Extracted text →
Alongside famous lines such as ‘Elementary, my dear Watson’ (Sherlock Holmes never said it), or ‘Beam me up, Scotty’ (the words never passed Captain James T. Kirk’s lips), one can include the apocryphal ‘Play it again, Sam’. Supposedly uttered by the Humphrey Bogart character, Rick Blaine, in the 1942 film, Casablanca, what Bogart actually said was: ‘Play it, Sam’. Each of these misquotations or confabulations is a testament to the existence of what one might term collective memory, whereby our ability to retrospectively view events, or even our acceptance of what is ‘the truth’, is often influenced by a communal consensus or an agreement between groups of peoples; a quality, which, as shall be explored, is far from stable.

But first, to return to Bogart’s (mis)quote, the song he requests from the piano player, Sam (the actor, Dooley Wilson, incidentally, could not play the instrument), is the Herman Hupfield composition, ‘As Time Goes By’. In the context of the film’s narrative, Rick, the owner of a nightclub, has previously forbidden his pianist from playing this song. The reason why, it transpires, is because the song is a painful reminder of happier times once spent with his lost love, Isla Lund (played by Ingrid Bergman). In other words, ‘As Time Goes By’ is, in modern parlance, ‘their song’. However, once Isla re-enters his life, the song’s joyous connotations are resurrected ← 1 | 2 → or renewed, and Rick, in a moment of misplaced optimism, tells his pianist, ‘Play it, Sam’.

Dataset entries →
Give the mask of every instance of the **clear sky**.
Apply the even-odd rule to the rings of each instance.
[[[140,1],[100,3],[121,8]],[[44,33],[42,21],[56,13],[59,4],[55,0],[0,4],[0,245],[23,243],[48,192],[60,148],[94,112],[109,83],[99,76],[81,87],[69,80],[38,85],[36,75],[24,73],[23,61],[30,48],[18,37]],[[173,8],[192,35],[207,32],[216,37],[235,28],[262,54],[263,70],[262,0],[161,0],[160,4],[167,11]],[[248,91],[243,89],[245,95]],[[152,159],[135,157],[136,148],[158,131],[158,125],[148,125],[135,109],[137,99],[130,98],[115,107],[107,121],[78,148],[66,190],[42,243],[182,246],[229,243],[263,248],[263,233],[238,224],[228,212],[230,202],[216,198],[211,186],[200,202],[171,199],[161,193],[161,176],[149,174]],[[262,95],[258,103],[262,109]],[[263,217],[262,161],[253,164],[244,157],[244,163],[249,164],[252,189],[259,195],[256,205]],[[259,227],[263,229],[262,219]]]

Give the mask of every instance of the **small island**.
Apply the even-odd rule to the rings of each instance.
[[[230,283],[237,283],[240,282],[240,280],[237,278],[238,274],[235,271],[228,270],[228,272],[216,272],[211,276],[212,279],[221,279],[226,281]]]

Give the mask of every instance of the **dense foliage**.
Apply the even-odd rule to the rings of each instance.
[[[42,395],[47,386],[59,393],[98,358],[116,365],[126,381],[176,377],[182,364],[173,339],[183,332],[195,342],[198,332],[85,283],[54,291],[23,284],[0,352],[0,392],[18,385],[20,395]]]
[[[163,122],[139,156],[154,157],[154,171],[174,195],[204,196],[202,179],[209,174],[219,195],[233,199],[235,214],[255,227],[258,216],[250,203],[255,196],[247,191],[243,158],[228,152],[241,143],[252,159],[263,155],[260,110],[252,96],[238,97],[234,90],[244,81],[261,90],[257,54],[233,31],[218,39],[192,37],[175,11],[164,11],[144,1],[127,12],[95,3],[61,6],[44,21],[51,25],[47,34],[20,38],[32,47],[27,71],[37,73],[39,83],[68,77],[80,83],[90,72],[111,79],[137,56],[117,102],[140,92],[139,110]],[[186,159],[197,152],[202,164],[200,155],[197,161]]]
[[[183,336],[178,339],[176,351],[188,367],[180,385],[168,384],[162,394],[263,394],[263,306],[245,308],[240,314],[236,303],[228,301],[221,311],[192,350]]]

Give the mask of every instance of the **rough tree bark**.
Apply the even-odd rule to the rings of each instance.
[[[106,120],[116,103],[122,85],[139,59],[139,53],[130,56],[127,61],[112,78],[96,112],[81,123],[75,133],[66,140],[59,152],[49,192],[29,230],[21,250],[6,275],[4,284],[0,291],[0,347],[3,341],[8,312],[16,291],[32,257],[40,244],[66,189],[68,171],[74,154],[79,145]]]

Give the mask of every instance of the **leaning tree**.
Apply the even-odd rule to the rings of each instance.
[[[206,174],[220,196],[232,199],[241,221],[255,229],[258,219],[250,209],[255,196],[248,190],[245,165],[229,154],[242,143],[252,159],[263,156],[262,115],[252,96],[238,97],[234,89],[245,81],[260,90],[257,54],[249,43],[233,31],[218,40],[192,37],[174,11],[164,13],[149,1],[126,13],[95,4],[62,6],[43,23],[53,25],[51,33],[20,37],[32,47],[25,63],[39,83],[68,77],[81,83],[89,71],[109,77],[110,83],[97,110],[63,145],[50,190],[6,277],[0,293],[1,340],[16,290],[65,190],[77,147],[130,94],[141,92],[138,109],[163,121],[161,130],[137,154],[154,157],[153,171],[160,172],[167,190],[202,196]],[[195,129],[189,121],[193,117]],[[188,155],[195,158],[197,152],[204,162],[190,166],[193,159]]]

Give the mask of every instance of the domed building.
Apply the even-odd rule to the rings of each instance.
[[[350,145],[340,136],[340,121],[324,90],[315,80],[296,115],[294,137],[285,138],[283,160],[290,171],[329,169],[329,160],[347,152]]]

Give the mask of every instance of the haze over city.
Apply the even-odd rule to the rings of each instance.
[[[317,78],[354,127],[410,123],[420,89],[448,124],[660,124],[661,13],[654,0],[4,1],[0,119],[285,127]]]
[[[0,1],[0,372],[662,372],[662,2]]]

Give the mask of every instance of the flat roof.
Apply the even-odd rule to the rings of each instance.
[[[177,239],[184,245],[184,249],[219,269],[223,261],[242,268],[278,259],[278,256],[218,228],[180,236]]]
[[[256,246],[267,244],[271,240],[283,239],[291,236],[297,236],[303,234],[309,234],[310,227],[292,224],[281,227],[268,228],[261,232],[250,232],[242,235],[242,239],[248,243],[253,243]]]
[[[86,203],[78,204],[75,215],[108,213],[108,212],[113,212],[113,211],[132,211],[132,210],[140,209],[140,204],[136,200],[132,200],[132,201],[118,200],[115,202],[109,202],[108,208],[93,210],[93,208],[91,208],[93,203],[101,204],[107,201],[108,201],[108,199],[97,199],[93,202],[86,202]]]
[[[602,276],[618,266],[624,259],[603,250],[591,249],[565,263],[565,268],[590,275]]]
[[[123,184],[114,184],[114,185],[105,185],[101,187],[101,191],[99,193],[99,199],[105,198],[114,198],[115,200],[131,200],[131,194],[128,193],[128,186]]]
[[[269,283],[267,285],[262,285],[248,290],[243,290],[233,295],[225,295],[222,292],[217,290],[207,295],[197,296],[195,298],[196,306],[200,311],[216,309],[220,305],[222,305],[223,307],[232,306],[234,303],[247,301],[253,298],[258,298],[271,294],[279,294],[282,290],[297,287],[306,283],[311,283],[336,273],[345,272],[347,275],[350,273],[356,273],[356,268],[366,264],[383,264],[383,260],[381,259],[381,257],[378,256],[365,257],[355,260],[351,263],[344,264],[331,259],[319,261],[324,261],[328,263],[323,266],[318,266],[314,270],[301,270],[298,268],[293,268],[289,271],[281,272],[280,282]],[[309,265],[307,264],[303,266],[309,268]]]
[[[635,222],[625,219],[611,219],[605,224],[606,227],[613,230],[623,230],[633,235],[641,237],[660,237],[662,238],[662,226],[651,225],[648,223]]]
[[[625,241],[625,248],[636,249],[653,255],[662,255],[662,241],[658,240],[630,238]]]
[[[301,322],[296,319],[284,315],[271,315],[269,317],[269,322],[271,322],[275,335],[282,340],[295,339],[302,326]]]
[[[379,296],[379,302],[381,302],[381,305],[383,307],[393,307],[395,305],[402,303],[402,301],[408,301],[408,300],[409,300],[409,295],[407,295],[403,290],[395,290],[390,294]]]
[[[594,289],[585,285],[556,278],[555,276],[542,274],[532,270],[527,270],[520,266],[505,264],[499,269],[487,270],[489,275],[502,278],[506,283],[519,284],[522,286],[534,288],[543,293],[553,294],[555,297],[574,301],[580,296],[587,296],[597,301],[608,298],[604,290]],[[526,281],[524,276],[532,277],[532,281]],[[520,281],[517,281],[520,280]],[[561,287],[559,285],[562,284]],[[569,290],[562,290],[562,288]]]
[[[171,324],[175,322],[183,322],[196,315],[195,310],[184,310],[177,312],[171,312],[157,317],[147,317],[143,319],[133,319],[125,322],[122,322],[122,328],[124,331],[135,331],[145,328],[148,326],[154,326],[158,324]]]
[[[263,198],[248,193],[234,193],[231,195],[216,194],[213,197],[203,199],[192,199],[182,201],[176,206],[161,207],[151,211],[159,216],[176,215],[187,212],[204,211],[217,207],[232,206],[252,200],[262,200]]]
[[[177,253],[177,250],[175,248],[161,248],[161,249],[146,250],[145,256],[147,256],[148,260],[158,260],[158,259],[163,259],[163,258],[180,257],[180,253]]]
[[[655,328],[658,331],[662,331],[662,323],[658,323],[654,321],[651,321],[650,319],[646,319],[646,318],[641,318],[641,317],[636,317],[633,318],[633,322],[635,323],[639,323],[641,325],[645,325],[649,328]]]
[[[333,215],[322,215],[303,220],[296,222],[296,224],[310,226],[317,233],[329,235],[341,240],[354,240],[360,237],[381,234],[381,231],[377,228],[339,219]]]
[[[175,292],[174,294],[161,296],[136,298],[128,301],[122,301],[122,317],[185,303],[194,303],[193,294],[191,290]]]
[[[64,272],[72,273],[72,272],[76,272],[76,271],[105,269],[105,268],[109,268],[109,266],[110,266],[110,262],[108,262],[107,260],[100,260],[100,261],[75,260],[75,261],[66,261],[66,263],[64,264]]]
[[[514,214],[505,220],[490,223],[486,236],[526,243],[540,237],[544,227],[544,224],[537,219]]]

To be done →
1. Please return the passage on famous misquotations word for word, starting at "But first, to" and ending at "pianist, ‘Play it, Sam’.".
2. Recast the lines of the entries as a JSON list of strings, one string per line, leaving out blank lines. Include only the lines starting at the one that contains "Give the mask of every instance of the **leaning" and ending at the one that contains "[[[0,1],[0,372],[662,372],[662,2]]]", with both of those lines included.

Responses by task →
1.
But first, to return to Bogart’s (mis)quote, the song he requests from the piano player, Sam (the actor, Dooley Wilson, incidentally, could not play the instrument), is the Herman Hupfield composition, ‘As Time Goes By’. In the context of the film’s narrative, Rick, the owner of a nightclub, has previously forbidden his pianist from playing this song. The reason why, it transpires, is because the song is a painful reminder of happier times once spent with his lost love, Isla Lund (played by Ingrid Bergman). In other words, ‘As Time Goes By’ is, in modern parlance, ‘their song’. However, once Isla re-enters his life, the song’s joyous connotations are resurrected ← 1 | 2 → or renewed, and Rick, in a moment of misplaced optimism, tells his pianist, ‘Play it, Sam’.

2.
[
  "Give the mask of every instance of the **leaning tree**.",
  "Apply the even-odd rule to the rings of each instance.",
  "[[[206,174],[220,196],[232,199],[241,221],[255,229],[258,219],[250,209],[255,196],[248,190],[245,165],[229,154],[242,143],[252,159],[263,156],[262,115],[252,96],[238,97],[234,89],[245,81],[260,90],[257,54],[249,43],[233,31],[218,40],[192,37],[174,11],[164,13],[149,1],[126,13],[95,4],[62,6],[43,23],[53,25],[51,33],[20,37],[32,47],[25,63],[39,83],[68,77],[81,83],[89,71],[109,77],[110,83],[97,110],[63,145],[50,190],[6,277],[0,293],[1,340],[16,290],[65,190],[77,147],[130,94],[141,92],[138,109],[163,121],[161,130],[137,154],[154,157],[153,171],[160,172],[167,190],[202,196]],[[195,129],[189,121],[193,117]],[[188,155],[195,158],[197,152],[204,162],[190,166],[193,159]]]",
  "Give the mask of every instance of the domed building.",
  "Apply the even-odd rule to the rings of each instance.",
  "[[[350,145],[340,136],[340,121],[324,90],[315,80],[296,115],[294,137],[285,138],[283,160],[290,171],[329,169],[329,160],[347,152]]]",
  "Give the mask of every instance of the haze over city.",
  "Apply the even-odd rule to the rings of each instance.",
  "[[[317,78],[354,127],[410,123],[420,89],[448,124],[660,124],[661,13],[654,0],[4,1],[0,119],[285,127]]]",
  "[[[0,1],[0,372],[662,372],[662,2]]]"
]